> Given information
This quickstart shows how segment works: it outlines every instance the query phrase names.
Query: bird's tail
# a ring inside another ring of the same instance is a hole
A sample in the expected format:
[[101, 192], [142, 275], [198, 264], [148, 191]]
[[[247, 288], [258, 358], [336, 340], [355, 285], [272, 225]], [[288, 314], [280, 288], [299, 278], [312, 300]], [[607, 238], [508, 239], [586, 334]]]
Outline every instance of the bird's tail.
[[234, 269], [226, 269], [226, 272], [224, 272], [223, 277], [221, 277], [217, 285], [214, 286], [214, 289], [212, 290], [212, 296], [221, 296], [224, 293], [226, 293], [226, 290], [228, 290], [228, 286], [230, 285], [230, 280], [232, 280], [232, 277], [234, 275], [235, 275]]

* * *

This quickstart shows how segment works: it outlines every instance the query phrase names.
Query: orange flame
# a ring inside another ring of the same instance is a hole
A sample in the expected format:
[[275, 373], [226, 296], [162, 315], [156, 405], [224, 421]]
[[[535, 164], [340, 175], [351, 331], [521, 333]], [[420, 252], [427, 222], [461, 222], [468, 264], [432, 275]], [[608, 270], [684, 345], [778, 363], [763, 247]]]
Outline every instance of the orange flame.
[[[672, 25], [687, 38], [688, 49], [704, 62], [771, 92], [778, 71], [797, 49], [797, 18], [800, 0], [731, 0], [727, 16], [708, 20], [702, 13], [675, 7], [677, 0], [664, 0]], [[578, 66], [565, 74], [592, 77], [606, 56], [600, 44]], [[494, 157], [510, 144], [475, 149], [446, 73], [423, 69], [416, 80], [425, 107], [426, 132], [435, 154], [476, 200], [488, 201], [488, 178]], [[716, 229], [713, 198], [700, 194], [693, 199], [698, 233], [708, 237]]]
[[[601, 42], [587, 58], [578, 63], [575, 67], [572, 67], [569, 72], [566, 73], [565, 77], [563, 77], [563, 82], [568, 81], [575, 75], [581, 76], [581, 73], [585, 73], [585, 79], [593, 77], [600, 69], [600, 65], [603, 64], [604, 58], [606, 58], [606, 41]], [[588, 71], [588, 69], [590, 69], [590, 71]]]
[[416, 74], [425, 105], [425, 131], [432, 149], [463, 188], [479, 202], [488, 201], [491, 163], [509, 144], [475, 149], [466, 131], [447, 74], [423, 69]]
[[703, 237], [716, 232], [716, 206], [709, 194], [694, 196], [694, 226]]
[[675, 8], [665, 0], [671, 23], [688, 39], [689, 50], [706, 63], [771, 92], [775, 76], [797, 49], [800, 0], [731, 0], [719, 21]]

==

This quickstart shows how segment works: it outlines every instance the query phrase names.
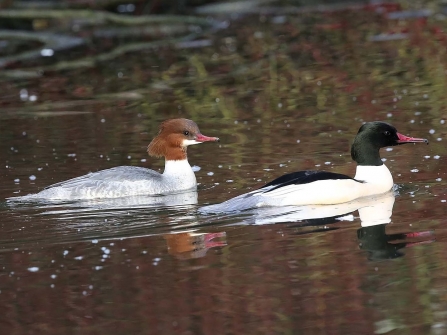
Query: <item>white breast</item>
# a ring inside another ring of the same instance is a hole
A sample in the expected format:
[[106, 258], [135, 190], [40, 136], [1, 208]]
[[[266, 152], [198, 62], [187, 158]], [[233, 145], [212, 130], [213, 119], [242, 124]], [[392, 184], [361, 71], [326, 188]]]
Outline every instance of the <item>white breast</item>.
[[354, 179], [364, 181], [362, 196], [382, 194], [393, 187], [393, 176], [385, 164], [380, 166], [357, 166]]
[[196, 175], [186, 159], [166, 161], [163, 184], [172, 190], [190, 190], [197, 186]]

> To do
Print exactly the lines above from the one with "[[101, 192], [142, 275], [198, 264], [148, 191]]" to the one with "239], [586, 334]]]", including both.

> Answer for the task
[[101, 192], [142, 275], [198, 264], [148, 191]]
[[[247, 288], [258, 358], [336, 340], [355, 285], [272, 225]], [[288, 314], [280, 288], [299, 278], [312, 300]], [[607, 238], [508, 239], [586, 334]]]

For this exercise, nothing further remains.